> _Instruction_: Pick up the passage on the company's credit facility and 2020 senior notes after its last sentence and continue it.

> _Selected passage_:
• • • • • • •

Under the terms of the Credit Facility, the Company is required to repay the amount by which the principal balance of its outstanding loans and its letter of credit obligations exceed its redetermined borrowing base. The Company is permitted to make such repayment in six equal successive monthly payments commencing 30 days following the administrative agent’s notice regarding such borrowing base reduction.

 

The Credit Facility contains financial covenants, in addition to the maximum ratio of debt to EBITDA discussed above, which, among other things, set a minimum current ratio (as defined therein) of not less than 1.0 to 1.0 and various other standard affirmative and negative covenants including, but not limited to, restrictions on the Company’s ability to make any dividends, distributions or redemptions.

 

As of June 30, 2013, the Company was in compliance with the minimum current ratio and the ratio of debt to EBITDA covenants as set forth in the Credit Facility. The Company’s current ratio at June 30, 2013 was 1.9 to 1.0. At June 30, 2013, the Company’s ratio of debt to EBITDA was 4.4.

 

Based upon the recent amendments to the Credit Facility, the Company believes its carrying amount at June 30, 2013 approximates its fair value (Level 2) due to the variable nature of the applicable interest rate and based on current financing terms available to the Company.

 

2020 Senior Notes

 

On October 1, 2012, the Company issued $600 million in aggregate principal amount of 10.75% senior notes due 2020 (the “2020 Senior Notes”) in a private placement conducted pursuant to Rule 144A and Regulation S under the Securities Act of 1933, as amended (the “Securities Act”). The 2020 Senior Notes were co-issued on a joint and several basis by the Company and its wholly owned subsidiary, Midstates Sub. The Company does not have any operations or independent assets other than its 100% ownership interest in Midstates Sub and there are no other subsidiaries of the Company. The 2020 Senior Notes Indenture does not create any restricted assets within Midstates Sub, nor does it impose any significant restrictions on the ability of Midstates Sub to pay dividends or make loans to the Company or limit the ability of the Company to advance loans to Midstates Sub.

• • • • • • •

> _Source entries_:
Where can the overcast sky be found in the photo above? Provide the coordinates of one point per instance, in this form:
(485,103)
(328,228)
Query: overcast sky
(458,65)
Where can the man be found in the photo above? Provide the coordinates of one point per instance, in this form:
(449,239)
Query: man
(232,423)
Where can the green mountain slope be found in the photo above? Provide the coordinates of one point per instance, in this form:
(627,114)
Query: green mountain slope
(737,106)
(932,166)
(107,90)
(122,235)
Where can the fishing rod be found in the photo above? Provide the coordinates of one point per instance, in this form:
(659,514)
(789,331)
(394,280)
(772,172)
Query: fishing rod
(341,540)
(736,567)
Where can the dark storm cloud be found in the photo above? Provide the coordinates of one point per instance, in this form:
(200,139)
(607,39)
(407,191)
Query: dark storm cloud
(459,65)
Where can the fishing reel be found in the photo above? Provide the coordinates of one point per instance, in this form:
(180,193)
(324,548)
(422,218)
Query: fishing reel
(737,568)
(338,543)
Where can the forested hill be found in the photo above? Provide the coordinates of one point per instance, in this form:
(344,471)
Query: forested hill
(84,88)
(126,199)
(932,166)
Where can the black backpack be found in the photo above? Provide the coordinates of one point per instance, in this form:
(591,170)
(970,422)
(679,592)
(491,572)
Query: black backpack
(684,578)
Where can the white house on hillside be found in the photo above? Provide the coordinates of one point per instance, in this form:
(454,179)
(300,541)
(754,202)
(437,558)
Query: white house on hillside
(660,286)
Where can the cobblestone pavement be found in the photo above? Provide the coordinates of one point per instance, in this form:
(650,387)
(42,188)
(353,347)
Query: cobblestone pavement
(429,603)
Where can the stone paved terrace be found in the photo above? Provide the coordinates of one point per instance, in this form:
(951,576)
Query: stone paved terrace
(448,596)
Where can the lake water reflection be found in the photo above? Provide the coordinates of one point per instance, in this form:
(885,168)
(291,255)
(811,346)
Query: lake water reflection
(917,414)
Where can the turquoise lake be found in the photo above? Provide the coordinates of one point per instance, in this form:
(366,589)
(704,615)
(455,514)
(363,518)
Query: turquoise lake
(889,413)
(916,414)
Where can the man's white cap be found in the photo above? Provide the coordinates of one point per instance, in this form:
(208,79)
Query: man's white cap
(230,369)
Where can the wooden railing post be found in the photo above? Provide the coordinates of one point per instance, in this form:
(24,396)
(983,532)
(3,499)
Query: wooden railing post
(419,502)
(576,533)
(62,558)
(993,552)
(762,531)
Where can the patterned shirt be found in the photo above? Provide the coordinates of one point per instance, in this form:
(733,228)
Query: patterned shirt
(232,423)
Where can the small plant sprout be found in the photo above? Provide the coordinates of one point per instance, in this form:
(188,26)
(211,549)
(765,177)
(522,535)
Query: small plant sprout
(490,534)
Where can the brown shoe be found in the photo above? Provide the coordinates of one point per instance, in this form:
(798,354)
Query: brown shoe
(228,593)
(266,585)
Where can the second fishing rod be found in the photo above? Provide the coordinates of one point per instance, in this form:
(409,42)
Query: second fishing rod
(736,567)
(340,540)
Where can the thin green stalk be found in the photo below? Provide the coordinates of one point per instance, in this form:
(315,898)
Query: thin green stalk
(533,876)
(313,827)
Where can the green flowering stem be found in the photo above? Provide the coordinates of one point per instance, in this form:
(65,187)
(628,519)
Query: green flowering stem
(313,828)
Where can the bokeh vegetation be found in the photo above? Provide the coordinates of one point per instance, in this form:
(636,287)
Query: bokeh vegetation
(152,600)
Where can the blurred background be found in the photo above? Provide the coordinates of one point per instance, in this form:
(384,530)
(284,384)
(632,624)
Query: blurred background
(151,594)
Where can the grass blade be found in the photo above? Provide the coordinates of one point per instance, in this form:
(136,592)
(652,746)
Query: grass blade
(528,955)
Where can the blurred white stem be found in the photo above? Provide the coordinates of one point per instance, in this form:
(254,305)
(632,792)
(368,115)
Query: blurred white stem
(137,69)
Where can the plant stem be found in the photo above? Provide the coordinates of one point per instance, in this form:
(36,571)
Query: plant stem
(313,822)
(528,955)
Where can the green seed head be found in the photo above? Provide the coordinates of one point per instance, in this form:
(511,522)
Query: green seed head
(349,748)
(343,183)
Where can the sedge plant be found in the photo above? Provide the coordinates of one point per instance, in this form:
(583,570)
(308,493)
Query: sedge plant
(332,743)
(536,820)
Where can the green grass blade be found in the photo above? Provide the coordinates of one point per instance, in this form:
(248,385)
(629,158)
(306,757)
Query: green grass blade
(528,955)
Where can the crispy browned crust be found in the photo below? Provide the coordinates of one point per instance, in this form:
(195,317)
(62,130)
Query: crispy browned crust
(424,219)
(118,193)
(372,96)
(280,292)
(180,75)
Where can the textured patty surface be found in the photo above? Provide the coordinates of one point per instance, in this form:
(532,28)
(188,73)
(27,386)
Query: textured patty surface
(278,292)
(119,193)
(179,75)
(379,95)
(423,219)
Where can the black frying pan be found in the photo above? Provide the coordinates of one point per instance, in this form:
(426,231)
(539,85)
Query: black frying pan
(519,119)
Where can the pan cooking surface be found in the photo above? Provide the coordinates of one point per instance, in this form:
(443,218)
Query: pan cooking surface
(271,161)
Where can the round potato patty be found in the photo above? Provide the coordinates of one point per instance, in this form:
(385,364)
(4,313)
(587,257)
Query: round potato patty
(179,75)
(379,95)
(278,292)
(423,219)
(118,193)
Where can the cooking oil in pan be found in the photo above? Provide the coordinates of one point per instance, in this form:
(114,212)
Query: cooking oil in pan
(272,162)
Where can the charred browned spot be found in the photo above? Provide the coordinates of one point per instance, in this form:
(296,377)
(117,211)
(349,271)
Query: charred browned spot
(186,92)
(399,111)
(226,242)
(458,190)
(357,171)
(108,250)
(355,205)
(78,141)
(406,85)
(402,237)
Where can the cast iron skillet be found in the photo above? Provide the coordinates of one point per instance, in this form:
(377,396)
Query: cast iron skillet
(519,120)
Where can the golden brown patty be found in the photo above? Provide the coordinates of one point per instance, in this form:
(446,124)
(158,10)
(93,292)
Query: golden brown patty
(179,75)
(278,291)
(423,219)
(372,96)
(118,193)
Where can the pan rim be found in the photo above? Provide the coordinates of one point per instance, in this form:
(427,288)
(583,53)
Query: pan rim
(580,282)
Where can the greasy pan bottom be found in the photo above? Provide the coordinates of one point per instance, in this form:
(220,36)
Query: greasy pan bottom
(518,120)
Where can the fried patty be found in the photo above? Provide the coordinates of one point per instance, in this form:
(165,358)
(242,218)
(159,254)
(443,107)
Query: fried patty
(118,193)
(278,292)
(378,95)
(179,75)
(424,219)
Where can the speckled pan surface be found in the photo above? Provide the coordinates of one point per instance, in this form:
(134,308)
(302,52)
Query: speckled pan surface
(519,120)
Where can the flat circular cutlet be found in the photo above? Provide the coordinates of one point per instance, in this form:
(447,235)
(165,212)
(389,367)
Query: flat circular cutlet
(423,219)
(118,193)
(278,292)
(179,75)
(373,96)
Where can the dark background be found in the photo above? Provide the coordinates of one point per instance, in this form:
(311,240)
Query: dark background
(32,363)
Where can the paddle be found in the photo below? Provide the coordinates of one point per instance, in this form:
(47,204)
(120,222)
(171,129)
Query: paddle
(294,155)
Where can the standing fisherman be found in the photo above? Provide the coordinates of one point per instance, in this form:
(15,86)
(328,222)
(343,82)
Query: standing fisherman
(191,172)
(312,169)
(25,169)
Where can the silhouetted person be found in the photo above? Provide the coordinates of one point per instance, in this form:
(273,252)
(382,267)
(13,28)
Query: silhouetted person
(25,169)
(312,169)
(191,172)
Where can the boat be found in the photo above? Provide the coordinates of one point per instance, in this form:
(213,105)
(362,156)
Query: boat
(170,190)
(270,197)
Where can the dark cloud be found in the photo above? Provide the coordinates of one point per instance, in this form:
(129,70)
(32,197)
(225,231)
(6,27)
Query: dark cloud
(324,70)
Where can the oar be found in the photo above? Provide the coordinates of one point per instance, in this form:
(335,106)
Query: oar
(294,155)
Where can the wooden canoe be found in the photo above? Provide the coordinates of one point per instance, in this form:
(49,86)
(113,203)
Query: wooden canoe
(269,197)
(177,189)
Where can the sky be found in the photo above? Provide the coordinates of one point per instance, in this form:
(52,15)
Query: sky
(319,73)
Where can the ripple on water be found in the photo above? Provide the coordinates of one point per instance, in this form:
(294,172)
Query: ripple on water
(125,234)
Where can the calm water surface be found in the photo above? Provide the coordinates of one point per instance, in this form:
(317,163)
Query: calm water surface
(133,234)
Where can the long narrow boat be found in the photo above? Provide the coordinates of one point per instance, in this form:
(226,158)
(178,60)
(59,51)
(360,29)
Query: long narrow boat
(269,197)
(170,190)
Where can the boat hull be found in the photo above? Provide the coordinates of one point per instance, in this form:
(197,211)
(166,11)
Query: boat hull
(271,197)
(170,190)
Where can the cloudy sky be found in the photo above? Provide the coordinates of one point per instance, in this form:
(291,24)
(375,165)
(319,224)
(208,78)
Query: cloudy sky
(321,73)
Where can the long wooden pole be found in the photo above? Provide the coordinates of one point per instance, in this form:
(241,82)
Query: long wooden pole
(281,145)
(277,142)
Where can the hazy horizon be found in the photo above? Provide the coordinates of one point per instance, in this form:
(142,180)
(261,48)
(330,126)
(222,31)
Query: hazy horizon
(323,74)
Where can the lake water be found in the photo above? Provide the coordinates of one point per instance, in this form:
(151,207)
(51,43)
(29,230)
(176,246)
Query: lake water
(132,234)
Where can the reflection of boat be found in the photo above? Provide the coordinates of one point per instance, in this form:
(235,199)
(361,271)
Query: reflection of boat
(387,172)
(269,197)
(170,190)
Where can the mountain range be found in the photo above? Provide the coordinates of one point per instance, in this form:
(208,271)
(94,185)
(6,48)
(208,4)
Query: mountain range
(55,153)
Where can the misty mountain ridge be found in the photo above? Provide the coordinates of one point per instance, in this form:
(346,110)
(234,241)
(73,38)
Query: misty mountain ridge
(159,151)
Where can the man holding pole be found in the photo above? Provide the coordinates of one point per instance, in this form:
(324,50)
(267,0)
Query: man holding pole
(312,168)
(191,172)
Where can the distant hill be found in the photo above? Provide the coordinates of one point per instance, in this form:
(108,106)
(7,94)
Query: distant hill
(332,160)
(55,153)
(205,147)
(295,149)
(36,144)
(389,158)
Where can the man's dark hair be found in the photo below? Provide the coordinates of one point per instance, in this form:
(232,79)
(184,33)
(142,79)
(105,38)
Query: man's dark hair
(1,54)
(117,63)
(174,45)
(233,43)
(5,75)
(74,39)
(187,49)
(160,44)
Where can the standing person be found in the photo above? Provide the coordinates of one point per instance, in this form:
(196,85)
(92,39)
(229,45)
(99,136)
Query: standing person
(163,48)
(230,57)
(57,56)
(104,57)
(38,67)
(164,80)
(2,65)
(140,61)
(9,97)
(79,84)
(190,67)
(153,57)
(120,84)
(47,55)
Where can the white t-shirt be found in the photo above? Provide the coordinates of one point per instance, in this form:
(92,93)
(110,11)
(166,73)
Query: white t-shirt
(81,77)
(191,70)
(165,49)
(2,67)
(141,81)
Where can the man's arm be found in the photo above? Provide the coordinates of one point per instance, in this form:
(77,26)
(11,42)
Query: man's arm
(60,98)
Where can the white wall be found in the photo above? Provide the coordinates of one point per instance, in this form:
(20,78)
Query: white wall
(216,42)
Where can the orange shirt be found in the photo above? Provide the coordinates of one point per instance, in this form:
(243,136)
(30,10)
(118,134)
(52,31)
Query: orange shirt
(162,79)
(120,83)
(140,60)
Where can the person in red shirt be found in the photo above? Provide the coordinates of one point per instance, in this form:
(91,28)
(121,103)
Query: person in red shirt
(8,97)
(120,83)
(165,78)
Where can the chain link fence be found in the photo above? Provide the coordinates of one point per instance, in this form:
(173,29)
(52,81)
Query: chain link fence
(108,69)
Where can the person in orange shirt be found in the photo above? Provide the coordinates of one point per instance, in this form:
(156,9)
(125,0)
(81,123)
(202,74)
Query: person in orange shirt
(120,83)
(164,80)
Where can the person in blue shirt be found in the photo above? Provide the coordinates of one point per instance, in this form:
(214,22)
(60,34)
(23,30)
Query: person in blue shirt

• • • • • • •

> _Task answer_:
At any time prior to October 1, 2015, the Company may, under certain circumstances, redeem up to 35% of the aggregate principal amount of the 2020 Senior Notes with the net proceeds of a public or private equity offering at a redemption price of 110.75% of the principal amount of the 2020 Senior Notes, plus any accrued and unpaid interest up to the redemption date. In addition, at any time before October 1, 2016, the Company may redeem all or a part of the 2020 Senior Notes at a redemption price equal to 100% of the principal amount of 2020 Senior Notes redeemed plus the Applicable Premium (as defined in the Indenture) at the redemption date, plus any accrued and unpaid interest and Additional Interest (as defined in the Indenture), if any, up to, the redemption date. On or after October 1, 2016, the Company may redeem all or a part of the 2020 Senior Notes at varying redemption prices (expressed as percentages of principal amount) set forth in the Indenture plus accrued and unpaid interest and Additional Interest (as defined in the Indenture), if any, on the 2020 Senior Notes redeemed, up to, the redemption date.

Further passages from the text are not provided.